### TO DO
Extract each line of the rows below that contains the word "pointer", treating uppercase and lowercase letters as different.

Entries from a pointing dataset

— Start —

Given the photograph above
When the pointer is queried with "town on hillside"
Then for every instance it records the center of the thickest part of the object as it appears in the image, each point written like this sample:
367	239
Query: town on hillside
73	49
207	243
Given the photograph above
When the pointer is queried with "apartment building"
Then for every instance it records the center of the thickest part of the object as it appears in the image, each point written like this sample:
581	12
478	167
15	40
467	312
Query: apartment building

— End —
— Start —

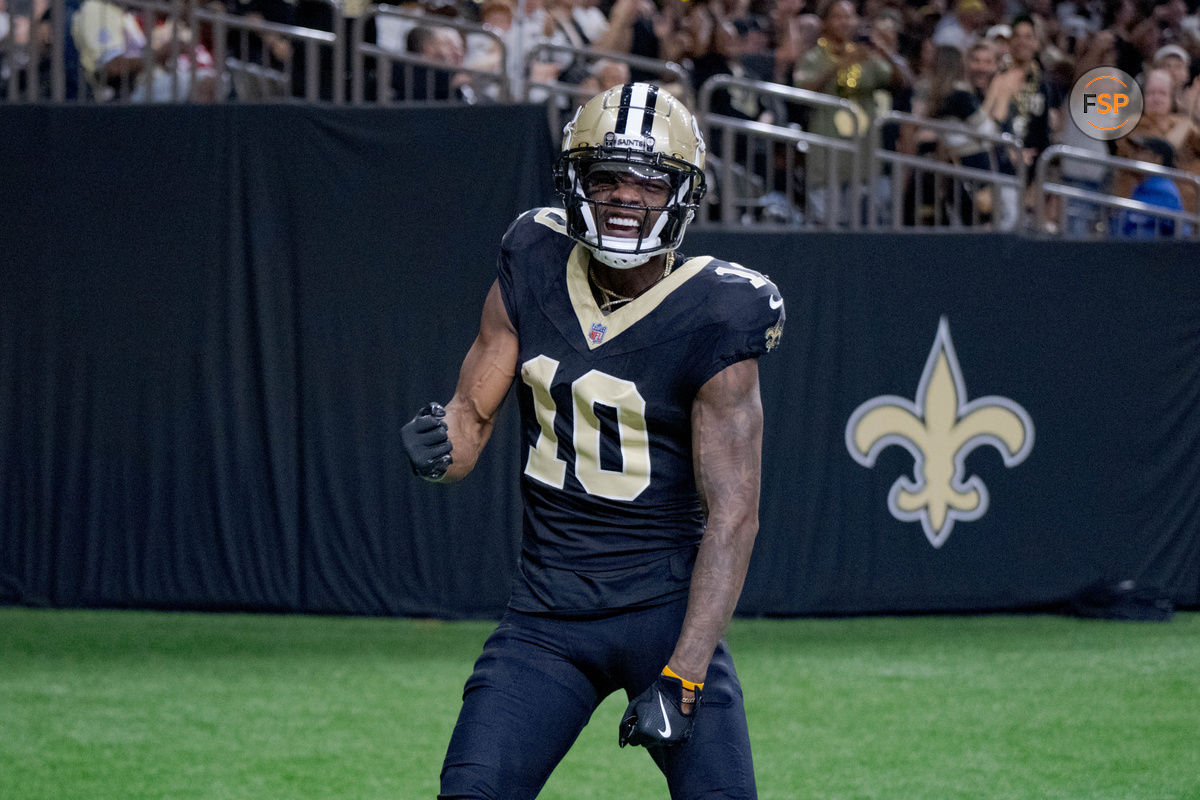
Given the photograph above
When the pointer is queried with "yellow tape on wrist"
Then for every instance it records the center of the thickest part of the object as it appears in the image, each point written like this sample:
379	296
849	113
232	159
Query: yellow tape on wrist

— End —

### THE RESPONSE
When the pointer is queried with "town on hillside"
When the pointer is queried with "apartment building"
When the pointer is queried with "yellow tape on wrist"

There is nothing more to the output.